#### Work to be completed:
Return the whole listing unchanged. Drop the images.
··· Records for this exercise
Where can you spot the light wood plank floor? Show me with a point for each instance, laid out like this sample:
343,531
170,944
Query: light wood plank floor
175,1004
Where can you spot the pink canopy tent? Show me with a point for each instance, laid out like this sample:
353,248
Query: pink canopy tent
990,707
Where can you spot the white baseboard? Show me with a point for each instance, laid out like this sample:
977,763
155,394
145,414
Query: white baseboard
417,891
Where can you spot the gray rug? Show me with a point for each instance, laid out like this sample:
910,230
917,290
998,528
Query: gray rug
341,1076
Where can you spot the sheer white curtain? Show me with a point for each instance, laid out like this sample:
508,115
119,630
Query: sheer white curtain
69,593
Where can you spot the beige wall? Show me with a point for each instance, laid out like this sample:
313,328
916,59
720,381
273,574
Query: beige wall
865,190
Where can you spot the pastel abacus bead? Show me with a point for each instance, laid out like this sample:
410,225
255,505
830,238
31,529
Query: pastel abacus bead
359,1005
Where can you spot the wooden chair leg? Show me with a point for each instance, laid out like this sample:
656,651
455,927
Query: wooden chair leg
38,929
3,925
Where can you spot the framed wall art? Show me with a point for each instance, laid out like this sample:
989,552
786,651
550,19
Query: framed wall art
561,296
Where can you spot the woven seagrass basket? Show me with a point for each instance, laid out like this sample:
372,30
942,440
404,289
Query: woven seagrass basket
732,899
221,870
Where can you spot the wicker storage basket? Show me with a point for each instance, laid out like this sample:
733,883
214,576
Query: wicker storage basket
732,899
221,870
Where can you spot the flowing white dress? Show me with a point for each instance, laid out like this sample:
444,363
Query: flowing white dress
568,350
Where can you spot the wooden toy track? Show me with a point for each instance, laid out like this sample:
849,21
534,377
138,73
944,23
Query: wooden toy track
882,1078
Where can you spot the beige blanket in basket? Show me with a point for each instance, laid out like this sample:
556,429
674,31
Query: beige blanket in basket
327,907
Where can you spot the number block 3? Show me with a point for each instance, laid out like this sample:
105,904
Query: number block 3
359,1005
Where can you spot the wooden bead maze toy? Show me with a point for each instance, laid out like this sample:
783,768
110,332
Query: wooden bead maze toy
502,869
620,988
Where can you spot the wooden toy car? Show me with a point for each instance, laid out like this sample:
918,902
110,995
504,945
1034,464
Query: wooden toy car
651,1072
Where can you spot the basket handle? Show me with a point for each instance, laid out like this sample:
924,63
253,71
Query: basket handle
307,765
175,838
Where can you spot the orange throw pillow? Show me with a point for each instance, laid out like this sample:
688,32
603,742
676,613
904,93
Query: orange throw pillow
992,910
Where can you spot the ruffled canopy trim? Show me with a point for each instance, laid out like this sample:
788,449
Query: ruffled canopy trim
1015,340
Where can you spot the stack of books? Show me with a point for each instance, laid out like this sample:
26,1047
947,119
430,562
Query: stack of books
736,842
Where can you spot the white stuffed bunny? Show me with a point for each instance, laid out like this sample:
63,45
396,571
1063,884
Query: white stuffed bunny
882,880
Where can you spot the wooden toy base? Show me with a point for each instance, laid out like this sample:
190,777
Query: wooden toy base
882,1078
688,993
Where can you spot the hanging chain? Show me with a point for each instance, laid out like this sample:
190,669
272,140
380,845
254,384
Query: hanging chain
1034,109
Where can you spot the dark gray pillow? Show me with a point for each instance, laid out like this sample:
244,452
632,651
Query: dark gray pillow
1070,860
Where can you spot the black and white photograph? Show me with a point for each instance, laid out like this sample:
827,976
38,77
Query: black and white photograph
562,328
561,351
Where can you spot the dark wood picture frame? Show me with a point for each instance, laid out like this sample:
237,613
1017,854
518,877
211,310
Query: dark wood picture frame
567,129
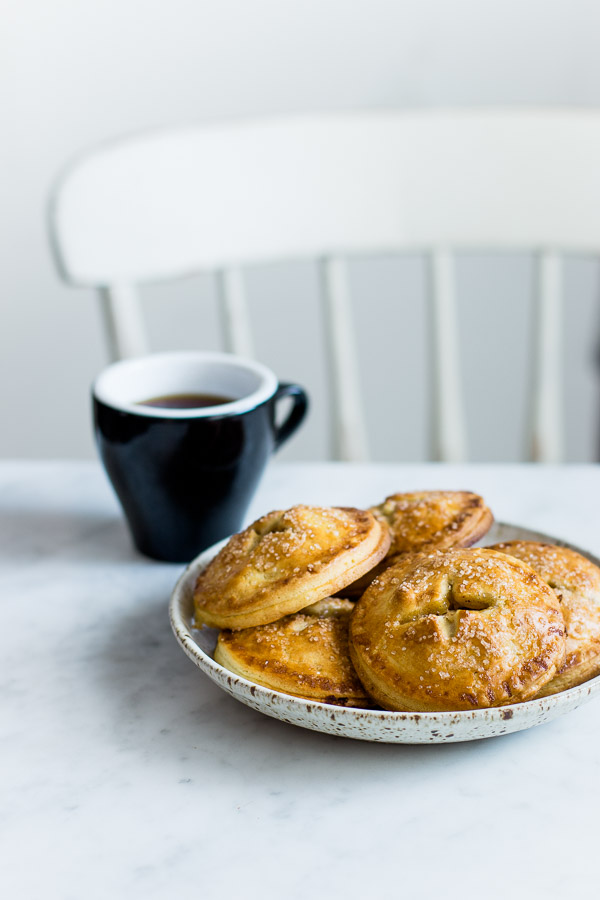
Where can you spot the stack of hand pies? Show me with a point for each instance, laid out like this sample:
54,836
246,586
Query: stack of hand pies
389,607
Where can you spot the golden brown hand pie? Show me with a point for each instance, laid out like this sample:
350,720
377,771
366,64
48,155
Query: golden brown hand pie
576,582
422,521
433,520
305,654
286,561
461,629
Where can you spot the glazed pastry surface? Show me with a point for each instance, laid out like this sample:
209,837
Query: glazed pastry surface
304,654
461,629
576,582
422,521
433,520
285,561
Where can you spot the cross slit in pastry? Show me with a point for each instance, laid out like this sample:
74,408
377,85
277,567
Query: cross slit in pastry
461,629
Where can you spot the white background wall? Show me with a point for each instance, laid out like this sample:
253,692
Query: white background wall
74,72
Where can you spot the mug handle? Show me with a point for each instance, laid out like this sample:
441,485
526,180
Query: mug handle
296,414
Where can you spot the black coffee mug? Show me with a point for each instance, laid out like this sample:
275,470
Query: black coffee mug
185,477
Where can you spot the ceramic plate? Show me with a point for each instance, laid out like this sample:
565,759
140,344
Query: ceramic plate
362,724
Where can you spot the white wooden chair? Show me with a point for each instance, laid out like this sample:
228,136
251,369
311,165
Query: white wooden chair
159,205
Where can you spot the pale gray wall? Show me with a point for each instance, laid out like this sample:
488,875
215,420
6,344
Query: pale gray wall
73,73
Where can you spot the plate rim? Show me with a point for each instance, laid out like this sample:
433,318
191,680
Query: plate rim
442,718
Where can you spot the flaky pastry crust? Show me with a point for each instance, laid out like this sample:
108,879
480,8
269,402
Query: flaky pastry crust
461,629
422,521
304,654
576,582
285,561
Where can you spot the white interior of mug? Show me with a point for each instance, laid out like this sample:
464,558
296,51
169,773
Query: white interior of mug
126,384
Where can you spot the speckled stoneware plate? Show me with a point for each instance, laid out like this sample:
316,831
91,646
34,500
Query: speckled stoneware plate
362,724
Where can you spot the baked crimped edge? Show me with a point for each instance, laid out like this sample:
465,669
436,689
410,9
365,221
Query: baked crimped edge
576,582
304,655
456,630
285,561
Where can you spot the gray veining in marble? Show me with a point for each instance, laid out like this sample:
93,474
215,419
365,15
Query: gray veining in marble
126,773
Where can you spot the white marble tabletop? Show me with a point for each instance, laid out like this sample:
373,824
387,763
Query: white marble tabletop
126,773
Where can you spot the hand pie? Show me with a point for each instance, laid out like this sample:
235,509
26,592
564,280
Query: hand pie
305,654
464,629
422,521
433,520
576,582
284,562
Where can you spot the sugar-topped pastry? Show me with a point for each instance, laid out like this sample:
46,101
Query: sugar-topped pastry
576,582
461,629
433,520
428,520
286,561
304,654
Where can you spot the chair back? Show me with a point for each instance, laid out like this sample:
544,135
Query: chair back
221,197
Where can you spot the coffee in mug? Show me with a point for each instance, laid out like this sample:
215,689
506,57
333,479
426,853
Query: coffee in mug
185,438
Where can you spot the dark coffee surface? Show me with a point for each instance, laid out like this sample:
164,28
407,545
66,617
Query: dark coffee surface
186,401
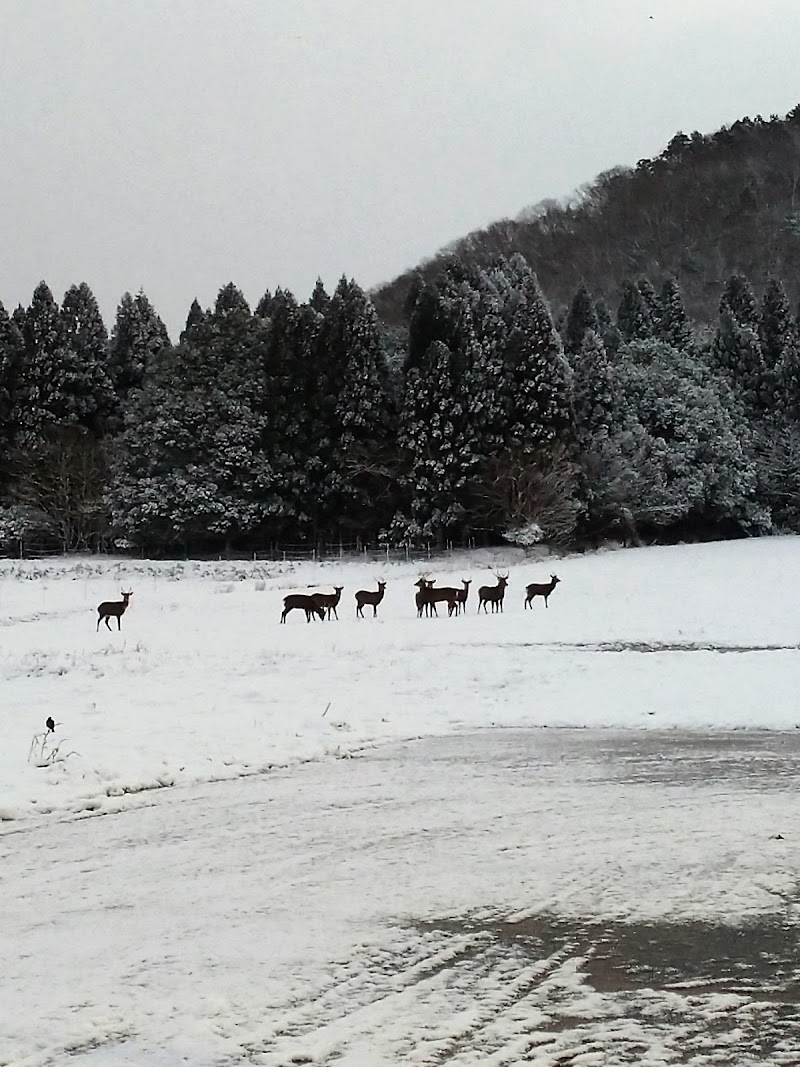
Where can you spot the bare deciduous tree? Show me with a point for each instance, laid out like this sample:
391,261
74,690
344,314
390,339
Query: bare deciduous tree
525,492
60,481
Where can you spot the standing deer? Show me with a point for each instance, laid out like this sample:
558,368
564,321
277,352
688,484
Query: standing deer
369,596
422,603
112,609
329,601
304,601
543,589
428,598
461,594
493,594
······
#### Exercise solution:
Where can you spot the light wood plank floor? Show me with a point for each instance, laid out like this sample:
343,531
170,944
Query: light wood plank floor
175,1004
Where can you spot the pink canopy tent? Show me with a point for each instance, laid out like this sample:
353,248
Query: pink canopy tent
990,707
Where can you spot the white baseboard? Show me with a point for each instance, laid out like this sample:
977,763
155,394
145,414
Query: white baseboard
417,891
Where can you spot the gray rug? Show me with a point for each instance, laid out like this sample:
910,230
917,290
998,528
Query: gray rug
341,1076
Where can you spot the sheer white curtain? Show me with a point for each instance, laid out like this sample:
508,115
119,630
Query: sheer white curtain
69,593
Where can you spot the beige wall? Show me with a point for each instance, laid out like this sample:
313,328
916,59
720,381
273,574
Query: beige wall
865,190
Where can you spot the pastel abacus bead? Show me with a point for each instance, laid out like this sample:
410,225
255,505
830,238
31,529
Query: pastel abacus bead
359,1005
Where can you spot the wooden chair leg? Show me with a point for each instance, laid out like this sample:
656,651
455,927
Query: wooden chair leg
38,929
3,925
Where can you spot the framed wall art? Show me with a point for each instance, laid out like this sample:
989,552
786,651
550,19
Query: framed wall art
561,296
Where can you spot the woven seagrass basket? Show me with a point for each instance, laid out like this sample:
372,30
942,440
404,289
Query: woven seagrass basket
732,899
221,870
Where can you spot the wicker storage basket? Show me with a point for each instance, laid out like this sample:
733,883
214,576
Query: wicker storage basket
732,899
221,870
Where can you spot the flowing white dress? Show me with a point for each instance, laid out like this sample:
444,363
Query: flowing white dress
568,350
Where can you spot the wooden toy track? Show me with a point for each instance, laid out like this sample:
849,21
534,377
138,73
944,23
Query: wooden toy track
882,1078
Where can you spot the beige blanket in basket? Show me with a point for each instance, laid out like this sample:
556,429
674,31
Query: beige blanket in basket
327,907
Where can you spot the number block 3? Show me with a point for each instance, laid out like this sample:
105,904
Query: number block 3
359,1005
Where can you spot the wooden bead maze toy? Show me with a point for each instance, laid out like this sample:
783,768
110,332
Query: wooden bead maze toy
502,869
620,988
Where can you spot the wooden toy car? Show me with a point for each instance, laid out like this sample:
918,902
110,995
504,945
1034,464
Query: wooden toy car
651,1072
Where can you spot the basket handle? Show me with a point for each instance, laid out like this sample:
924,63
253,71
Query: basket handle
307,765
175,838
Where can you spot the orange throw pillow? Show me with a point for each instance, laid out like this sample:
688,32
603,742
676,613
904,93
Query: orange throw pillow
992,910
Where can you spot the ruffled canopy trim? Show me with a point for each instance, laid out like this sample:
788,449
Query: ruffled canopy trim
1015,340
Where can you spot the stack of books? Show me with a point for each instance, laid out like this sample:
26,1047
947,119
430,562
Query: stack of books
736,842
Where can you spot the white stuffed bunny? Show me with a point for each instance, laid out like this sample:
63,45
396,571
1063,884
Query: white stuffed bunny
882,880
Where can you spot the wooden toy base? Show me with a point for each instance, laid out like this sample:
190,777
Query: wooden toy base
882,1078
688,993
Where can you spot the hanging chain? Show me with a point for each instance, laid out like this sample:
190,669
272,140
380,845
254,384
Query: hanging chain
1034,109
Where can you spot the dark gray pillow? Show me with a point for each instance, laid out like this sample:
244,452
632,651
Query: dark gray pillow
1070,860
Where can you spot the black and white photograph? Show me with a point for each instance, laid out like this sample:
827,976
38,77
Query: black and white photograph
562,328
561,351
Where can you spot the dark wood picture frame? Show me with a point for each instance, laid out like this sample:
237,613
1017,854
518,877
211,310
Query: dark wood picture frame
567,129
Where can you spot the stack of hand pies? Show me with a point for each instance, laid out like this sample:
54,836
246,586
Query: stack of hand pies
389,607
Where can you spot the golden brown hand pie? Show me with a point for each instance, laid out like this sample:
350,720
377,771
366,64
48,155
Query: golden brown hand pie
576,582
422,521
433,520
305,654
286,561
461,629
Where can you spot the glazed pastry surface? Show me with a point for each instance, laid out like this sample:
209,837
Query: glazed pastry surface
304,654
461,629
576,582
422,521
433,520
285,561
Where can you spot the cross slit in pastry? Show me with a point for each instance, laid out like this sample:
74,408
377,85
277,567
Query: cross slit in pastry
461,629
Where can you spot the white background wall? Show me with a point for each instance, laid out like this sample:
253,692
Query: white background wall
74,72
Where can you spot the mug handle? Show me with a point for each instance, laid out like this sample:
441,485
526,180
Query: mug handle
296,414
Where can you spot the black coffee mug? Show me with a point for each instance, laid out like this sample:
275,470
Query: black coffee mug
185,477
Where can you spot the ceramic plate? Show me with a point for each instance, laid out like this sample:
565,759
140,344
Query: ceramic plate
362,724
Where can you spot the white wooden chair? Show me with a point for each instance, laid out like this sample:
228,136
251,369
311,165
Query: white wooden chair
159,205
Where can you spot the pale gray wall? Show me with a point for each instance, laid out like this sample:
488,875
215,420
6,344
Query: pale gray wall
73,73
Where can you spot the plate rim? Show me with a point for each instance, laid out like this sample:
433,318
191,680
Query: plate rim
442,718
Where can you spot the flaky pastry crust? Show me with a point for each instance, laid out like this sample:
108,879
480,8
269,402
Query: flaky pastry crust
461,629
422,521
304,654
576,582
285,561
Where can you spot the white interior of mug? Show me with a point for each instance, laid out like this sample:
464,558
296,51
169,773
Query: white interior of mug
126,384
Where can you spot the speckled stoneware plate? Show me with a point for each instance, laid out like this sample:
316,831
91,646
34,500
Query: speckled stoneware plate
362,724
Where can you spot the baked crimped edge? Show me with a point for each instance, laid out like this sample:
465,669
436,689
410,9
365,221
Query: baked crimped edge
576,582
304,655
456,630
285,561
Where can you spot the gray veining in marble? Show me with a point for each instance, laid out like this sample:
93,474
215,419
365,15
Query: gray veining in marble
126,773
Where can you spot the white marble tabletop? Show me with a point for each instance, laid out like this sample:
373,824
387,763
Query: white marble tabletop
126,773
Where can you spot the hand pie? Show me with a point for each instance, laid out like this sample:
235,509
26,592
564,280
Query: hand pie
305,654
464,629
422,521
433,520
576,582
284,562
Where can you spot the sugar-topped pastry? Show me with a point for each instance, laid out like this sample:
46,101
Query: sugar-topped pastry
576,582
461,629
433,520
428,520
286,561
304,654
Where can you spot the chair back? Show me with a point for each instance, laid out like this sample:
544,135
Query: chair back
221,197
Where can you spot the coffee in mug? Show me with a point for each instance, laid out like this sample:
215,689
506,57
333,479
426,853
Query: coffee in mug
185,438
Where can you spot the dark coffee surface? Show me with a point for each instance, laid out like this sample:
164,28
407,545
66,617
Query: dark coffee surface
186,401
Where can you spot the bare deciduous tree? Show me with a point for each instance, laid out like this sample:
391,261
74,690
344,314
390,339
Query: bare deciduous tree
525,492
60,481
Where can you spot the standing deer? Show me with a point for each instance, laid out like this sample:
558,368
564,321
277,352
688,484
Query: standing deer
369,596
422,603
112,609
329,601
304,601
543,589
428,598
461,594
493,594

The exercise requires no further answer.